DIRECTIONS FOR THIS TASK: Please pick out every line below that contains the word "tarp" and copy each one in full. Matching is case-sensitive.
** START RECORDS FOR THIS TASK **
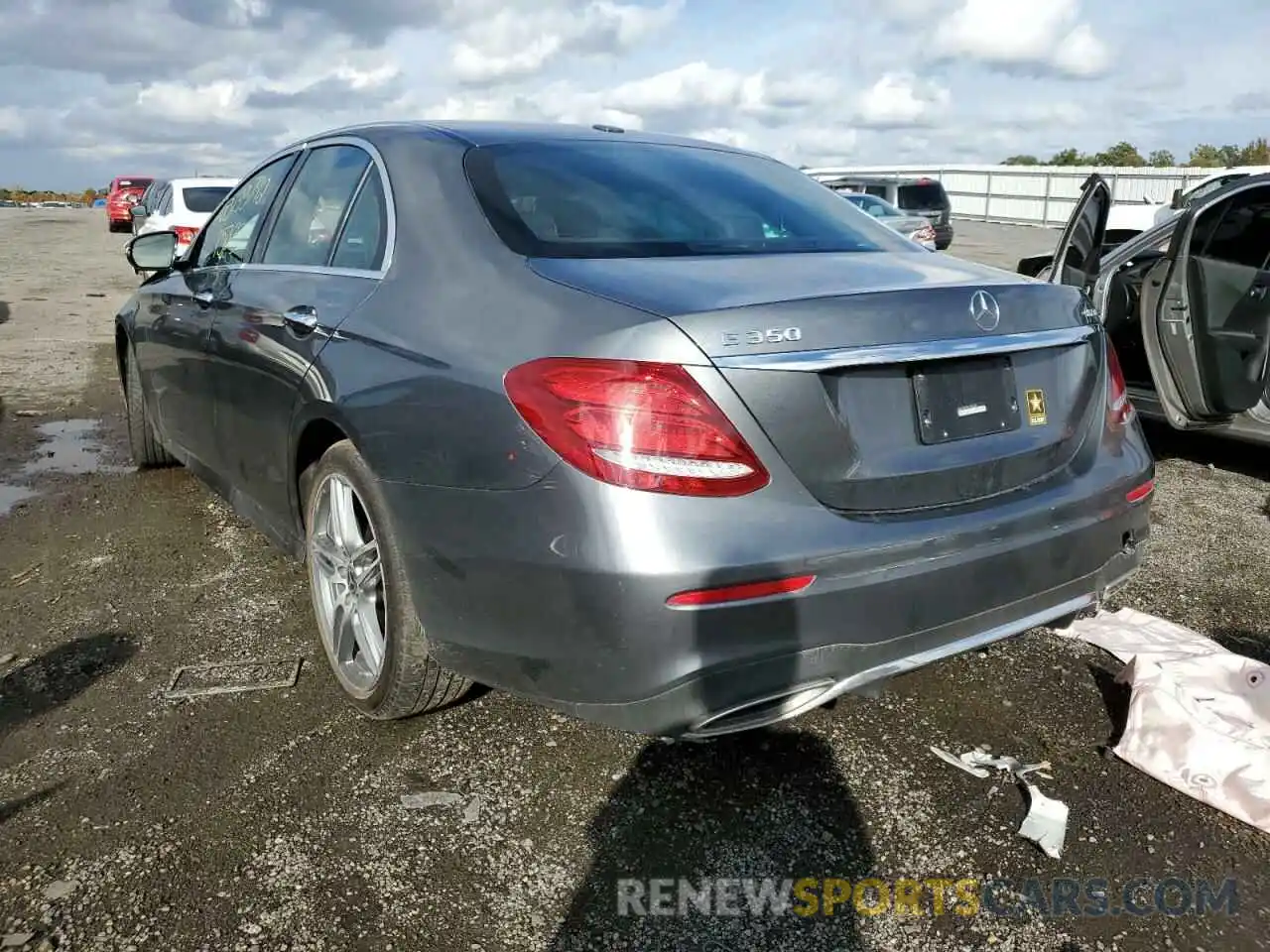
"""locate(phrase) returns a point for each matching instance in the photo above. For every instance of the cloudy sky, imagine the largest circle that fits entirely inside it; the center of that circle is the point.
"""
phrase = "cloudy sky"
(96, 87)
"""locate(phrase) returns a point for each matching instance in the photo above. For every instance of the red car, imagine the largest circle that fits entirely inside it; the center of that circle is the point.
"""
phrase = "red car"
(125, 191)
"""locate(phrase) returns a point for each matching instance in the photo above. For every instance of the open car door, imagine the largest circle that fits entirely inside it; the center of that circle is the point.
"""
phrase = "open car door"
(1206, 307)
(1080, 248)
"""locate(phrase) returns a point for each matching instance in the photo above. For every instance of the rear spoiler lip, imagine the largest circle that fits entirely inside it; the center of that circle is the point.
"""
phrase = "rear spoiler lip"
(875, 354)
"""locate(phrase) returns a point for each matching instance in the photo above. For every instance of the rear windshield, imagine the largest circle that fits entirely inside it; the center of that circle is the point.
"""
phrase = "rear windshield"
(635, 199)
(925, 195)
(203, 198)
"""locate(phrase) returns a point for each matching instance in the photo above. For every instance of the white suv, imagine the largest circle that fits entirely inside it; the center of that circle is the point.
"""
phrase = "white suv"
(182, 206)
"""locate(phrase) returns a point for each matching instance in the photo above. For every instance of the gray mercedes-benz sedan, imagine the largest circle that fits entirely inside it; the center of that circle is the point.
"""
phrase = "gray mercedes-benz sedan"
(652, 430)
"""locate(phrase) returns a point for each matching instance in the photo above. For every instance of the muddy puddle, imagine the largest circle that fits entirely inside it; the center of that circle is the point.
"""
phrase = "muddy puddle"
(66, 447)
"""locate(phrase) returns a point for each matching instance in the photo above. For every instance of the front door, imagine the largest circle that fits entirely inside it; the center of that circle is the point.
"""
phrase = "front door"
(175, 327)
(318, 262)
(1206, 307)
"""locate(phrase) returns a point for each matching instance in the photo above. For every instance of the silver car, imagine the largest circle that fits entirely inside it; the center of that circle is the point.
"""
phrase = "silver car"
(647, 429)
(1187, 303)
(915, 227)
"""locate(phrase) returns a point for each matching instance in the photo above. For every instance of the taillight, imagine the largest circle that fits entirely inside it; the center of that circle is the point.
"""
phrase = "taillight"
(1119, 407)
(636, 424)
(739, 593)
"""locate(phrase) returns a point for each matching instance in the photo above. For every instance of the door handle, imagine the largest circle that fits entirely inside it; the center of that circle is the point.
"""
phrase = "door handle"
(302, 318)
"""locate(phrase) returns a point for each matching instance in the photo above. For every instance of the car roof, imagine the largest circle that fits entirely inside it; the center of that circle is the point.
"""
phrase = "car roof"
(488, 134)
(203, 181)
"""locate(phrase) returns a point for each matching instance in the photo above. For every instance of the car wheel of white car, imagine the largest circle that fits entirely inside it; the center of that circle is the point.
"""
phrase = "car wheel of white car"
(366, 620)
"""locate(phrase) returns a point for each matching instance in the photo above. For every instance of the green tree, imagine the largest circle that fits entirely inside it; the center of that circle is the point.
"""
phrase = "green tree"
(1206, 157)
(1119, 154)
(1230, 155)
(1255, 153)
(1069, 157)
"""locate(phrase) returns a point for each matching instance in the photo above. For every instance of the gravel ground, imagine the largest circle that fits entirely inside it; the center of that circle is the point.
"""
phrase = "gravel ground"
(273, 820)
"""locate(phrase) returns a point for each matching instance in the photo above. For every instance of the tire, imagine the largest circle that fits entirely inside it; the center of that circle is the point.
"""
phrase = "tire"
(407, 680)
(148, 452)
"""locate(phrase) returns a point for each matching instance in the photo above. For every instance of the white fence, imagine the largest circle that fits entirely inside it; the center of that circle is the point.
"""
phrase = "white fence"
(1030, 194)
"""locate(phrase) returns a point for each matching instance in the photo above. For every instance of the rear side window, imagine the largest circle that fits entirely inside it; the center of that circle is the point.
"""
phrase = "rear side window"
(922, 195)
(635, 199)
(313, 209)
(203, 198)
(362, 241)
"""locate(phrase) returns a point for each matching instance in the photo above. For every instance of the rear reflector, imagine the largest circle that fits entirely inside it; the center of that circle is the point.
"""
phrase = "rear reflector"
(1119, 407)
(636, 424)
(739, 593)
(1138, 493)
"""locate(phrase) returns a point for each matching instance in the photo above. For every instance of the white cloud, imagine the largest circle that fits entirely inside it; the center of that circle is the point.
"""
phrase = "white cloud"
(513, 44)
(899, 99)
(811, 81)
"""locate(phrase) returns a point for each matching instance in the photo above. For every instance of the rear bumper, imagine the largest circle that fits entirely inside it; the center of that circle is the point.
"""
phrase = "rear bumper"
(558, 592)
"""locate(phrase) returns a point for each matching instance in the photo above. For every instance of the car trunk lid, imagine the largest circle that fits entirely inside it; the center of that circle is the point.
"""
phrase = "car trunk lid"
(888, 382)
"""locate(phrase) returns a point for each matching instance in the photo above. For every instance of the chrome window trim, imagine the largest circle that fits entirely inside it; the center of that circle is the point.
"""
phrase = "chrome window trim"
(389, 200)
(875, 354)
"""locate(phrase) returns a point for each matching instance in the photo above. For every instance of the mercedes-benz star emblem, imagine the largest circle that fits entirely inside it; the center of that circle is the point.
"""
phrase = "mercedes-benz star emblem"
(984, 309)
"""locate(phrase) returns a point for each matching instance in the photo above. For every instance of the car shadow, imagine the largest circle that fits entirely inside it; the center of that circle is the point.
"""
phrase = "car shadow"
(765, 803)
(9, 809)
(59, 675)
(1115, 697)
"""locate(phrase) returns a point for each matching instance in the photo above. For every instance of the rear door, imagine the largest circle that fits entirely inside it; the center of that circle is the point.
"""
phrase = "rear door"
(1206, 308)
(1080, 248)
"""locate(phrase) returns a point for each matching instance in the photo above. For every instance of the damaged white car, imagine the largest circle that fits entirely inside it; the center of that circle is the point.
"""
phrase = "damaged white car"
(1187, 303)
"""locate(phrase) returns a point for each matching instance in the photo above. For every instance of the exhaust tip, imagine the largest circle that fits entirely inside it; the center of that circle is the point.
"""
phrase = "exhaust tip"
(761, 711)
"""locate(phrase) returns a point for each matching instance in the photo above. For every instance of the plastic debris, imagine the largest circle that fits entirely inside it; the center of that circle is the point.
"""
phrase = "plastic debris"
(1046, 823)
(431, 797)
(60, 889)
(1199, 715)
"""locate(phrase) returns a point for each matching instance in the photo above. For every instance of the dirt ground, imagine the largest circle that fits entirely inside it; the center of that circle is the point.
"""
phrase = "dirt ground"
(273, 820)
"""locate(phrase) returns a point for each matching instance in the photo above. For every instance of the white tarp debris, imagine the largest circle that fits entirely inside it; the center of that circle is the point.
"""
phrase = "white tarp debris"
(1199, 715)
(1046, 823)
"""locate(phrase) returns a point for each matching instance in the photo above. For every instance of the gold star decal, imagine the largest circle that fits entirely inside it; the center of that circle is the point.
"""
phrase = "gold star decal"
(1037, 408)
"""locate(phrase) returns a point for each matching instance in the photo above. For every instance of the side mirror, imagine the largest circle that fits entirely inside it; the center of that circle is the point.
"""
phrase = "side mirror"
(153, 253)
(1033, 267)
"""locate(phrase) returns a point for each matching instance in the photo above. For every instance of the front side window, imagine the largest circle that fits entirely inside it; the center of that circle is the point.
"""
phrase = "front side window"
(229, 235)
(922, 197)
(635, 199)
(316, 204)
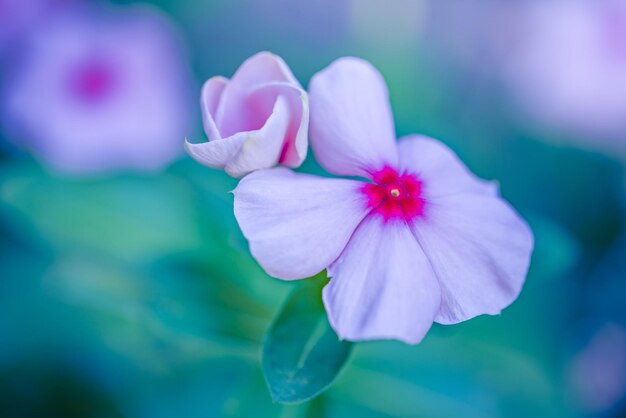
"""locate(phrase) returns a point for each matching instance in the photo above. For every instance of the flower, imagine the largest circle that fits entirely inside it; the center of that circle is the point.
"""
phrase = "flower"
(101, 90)
(258, 119)
(420, 240)
(578, 91)
(17, 17)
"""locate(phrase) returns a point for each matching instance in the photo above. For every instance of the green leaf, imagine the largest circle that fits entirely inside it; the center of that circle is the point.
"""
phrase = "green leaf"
(302, 355)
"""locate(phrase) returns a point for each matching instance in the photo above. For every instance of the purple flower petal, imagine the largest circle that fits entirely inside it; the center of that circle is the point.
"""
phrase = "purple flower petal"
(352, 131)
(480, 249)
(441, 171)
(233, 113)
(382, 285)
(256, 120)
(297, 224)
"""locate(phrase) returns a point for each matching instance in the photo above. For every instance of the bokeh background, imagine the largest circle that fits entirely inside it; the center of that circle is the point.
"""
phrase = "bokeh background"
(127, 290)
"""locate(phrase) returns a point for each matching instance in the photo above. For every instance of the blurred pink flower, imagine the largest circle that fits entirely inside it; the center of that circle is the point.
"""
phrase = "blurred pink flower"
(568, 69)
(423, 240)
(258, 119)
(99, 90)
(597, 374)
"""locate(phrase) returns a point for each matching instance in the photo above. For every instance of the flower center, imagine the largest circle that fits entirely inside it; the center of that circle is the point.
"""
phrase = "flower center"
(394, 195)
(93, 81)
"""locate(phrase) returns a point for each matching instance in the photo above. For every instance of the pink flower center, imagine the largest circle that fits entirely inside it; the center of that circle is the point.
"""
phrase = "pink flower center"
(394, 195)
(93, 81)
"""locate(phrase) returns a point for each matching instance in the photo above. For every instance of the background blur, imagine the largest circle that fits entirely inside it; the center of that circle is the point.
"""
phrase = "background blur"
(126, 288)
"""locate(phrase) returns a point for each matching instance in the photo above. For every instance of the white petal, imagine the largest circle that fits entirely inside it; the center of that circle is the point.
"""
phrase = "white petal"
(479, 248)
(352, 131)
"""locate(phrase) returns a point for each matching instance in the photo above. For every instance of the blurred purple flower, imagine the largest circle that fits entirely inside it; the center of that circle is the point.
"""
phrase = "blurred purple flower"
(569, 68)
(423, 240)
(100, 90)
(257, 120)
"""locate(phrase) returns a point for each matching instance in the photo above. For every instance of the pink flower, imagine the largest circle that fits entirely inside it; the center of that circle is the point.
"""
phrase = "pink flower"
(420, 240)
(258, 119)
(100, 90)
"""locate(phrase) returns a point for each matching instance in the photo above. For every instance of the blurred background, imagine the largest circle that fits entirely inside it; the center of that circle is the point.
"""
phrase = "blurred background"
(127, 290)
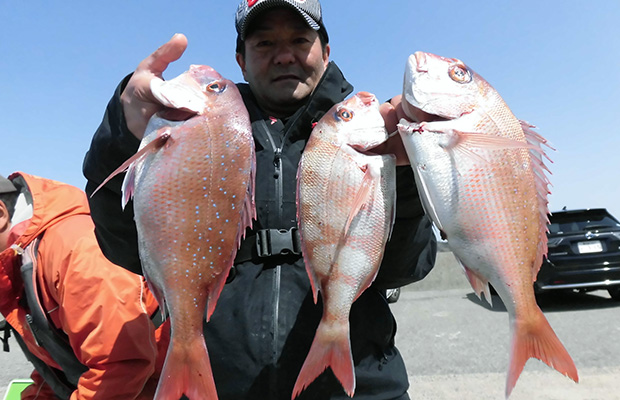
** END RECORDS FOR THIS TASK **
REPLY TO THE EXERCISE:
"""locate(phrase) returns a point for each matching instance in the photo above. For every instance of the white tarp debris, imagine the largest circle that fits entirely inside it; the center of that circle is the point.
phrase = "white tarp debris"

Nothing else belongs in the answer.